Microsoft is said to be making the changes in a bid to make Cortana more of a digital assistant than a pure search tool. In its current form on Windows 10, most people only use Cortana to find files on their PC and information on the web. This comes from the feature being positioned as a search bar on the taskbar.
According to a new report from Thurrott.com, Microsoft is planning major changes. The company intends to move Cortana’s button to the system tray, the assistant’s original home. Before Windows 10’s public unveiling, internal prototypes featured Cortana in this location. The button was moved next to the Start menu to improve discovery and encourage adoption.
This has posed a problem for Microsoft though. As many Windows users only employ Cortana’s search functions, always available from the Start menu, it’s common for Cortana’s icon to be removed entirely. This saves space on the taskbar for pinned app icons.
Microsoft’s new implementation will attempt to address these issues. By putting Cortana back in the system tray, Microsoft will seek to convince users to try out its assistant features. These will be expanded to enable true conversations, adding in a chat thread UI that’s similar to Google Assistant. Whether this will solve the user engagement issues remains to be seen but users who aren’t a fan of the taskbar button should be pleased.
The new interface will open on the right side of the screen, presumably within a flyout pane that’s similar to Action Center. It will support “smart reply” suggestions that prompt you to continue the discussion with a selection of supported responses. This provides another motive for the button move as the notion of having a conversation doesn’t align with Cortana’s current role as the search bar.

▶ Prompt: Extend the article about Cortana's planned redesign, picking up after its last paragraph.

[Dataset records about object locations]
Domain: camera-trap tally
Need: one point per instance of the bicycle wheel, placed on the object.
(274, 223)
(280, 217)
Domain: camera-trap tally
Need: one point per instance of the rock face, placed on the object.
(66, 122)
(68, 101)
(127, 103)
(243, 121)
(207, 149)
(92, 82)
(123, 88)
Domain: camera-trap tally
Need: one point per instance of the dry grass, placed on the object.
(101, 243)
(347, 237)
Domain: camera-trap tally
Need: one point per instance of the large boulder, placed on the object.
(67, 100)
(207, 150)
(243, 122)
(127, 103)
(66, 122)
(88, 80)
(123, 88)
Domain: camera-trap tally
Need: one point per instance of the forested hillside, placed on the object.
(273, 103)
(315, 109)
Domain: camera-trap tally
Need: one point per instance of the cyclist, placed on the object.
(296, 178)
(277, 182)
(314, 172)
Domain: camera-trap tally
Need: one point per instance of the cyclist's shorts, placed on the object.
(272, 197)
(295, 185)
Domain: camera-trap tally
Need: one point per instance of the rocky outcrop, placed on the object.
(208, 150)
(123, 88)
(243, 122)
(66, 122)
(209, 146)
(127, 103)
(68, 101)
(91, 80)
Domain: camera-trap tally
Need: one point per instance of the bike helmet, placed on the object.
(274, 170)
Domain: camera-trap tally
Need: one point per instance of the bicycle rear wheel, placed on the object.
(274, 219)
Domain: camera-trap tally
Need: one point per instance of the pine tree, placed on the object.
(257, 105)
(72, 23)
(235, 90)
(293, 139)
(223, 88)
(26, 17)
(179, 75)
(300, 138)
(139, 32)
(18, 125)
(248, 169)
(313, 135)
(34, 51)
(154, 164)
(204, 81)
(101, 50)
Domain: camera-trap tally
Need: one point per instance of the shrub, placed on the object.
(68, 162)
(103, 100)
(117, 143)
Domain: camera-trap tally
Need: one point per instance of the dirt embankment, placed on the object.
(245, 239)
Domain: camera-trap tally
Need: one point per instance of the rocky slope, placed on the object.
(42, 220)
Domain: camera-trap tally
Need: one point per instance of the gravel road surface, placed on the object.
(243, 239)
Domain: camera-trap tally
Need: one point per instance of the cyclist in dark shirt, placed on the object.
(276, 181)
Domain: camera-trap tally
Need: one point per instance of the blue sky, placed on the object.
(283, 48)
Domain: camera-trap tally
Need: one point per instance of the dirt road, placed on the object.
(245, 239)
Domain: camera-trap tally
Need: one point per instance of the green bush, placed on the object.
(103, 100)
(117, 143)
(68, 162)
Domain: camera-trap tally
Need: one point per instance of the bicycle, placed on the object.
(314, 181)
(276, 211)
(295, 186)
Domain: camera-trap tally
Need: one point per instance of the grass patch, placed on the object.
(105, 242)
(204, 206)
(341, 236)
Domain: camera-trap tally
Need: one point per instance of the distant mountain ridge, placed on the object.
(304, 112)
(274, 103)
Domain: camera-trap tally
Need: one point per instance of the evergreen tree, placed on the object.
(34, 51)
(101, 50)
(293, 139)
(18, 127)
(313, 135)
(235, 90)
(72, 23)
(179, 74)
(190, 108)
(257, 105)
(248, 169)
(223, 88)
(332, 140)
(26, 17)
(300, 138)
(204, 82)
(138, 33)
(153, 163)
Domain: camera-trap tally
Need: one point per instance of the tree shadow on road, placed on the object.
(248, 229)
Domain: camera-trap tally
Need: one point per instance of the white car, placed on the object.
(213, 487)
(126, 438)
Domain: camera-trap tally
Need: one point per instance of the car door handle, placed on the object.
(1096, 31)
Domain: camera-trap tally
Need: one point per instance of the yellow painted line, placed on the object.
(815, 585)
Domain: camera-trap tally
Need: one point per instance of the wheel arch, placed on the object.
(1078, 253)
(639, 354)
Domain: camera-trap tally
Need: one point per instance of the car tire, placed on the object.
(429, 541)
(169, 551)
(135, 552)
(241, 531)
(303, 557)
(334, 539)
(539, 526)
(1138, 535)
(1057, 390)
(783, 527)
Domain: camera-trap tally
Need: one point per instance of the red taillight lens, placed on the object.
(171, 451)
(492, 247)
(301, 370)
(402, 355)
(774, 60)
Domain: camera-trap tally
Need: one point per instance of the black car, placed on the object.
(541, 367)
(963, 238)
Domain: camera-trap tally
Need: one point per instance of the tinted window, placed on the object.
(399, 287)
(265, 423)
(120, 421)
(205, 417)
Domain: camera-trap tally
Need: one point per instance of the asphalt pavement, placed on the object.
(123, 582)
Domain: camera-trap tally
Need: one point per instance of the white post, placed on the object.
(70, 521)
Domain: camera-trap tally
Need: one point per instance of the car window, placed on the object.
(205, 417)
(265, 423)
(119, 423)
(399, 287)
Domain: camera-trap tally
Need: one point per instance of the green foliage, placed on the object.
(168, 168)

▶ Final result:
The news suggests that Microsoft is preparing to make Cortana a more important component of the Windows experience. At present, Cortana’s role is exceedingly limited in practice. While users can say or type questions and get a response, doing so is no quicker on a desktop device than opening a web browser or using the search bar directly. By adding conversations, Cortana could replace the browser for quick queries by letting you ask follow-up questions without having to start from scratch again.
There’s no word yet on when or even if the new UI will be launched publicly. Thurrott’s report has been independently corroborated by Windows Central though, implying the project is real and a significant effort within Microsoft. Both sources have stated that development is still in the early stages, making any release a long time off. As with any radical changes to the core Windows UI, the plans could change dramatically or be scrapped entirely before anything is announced publicly.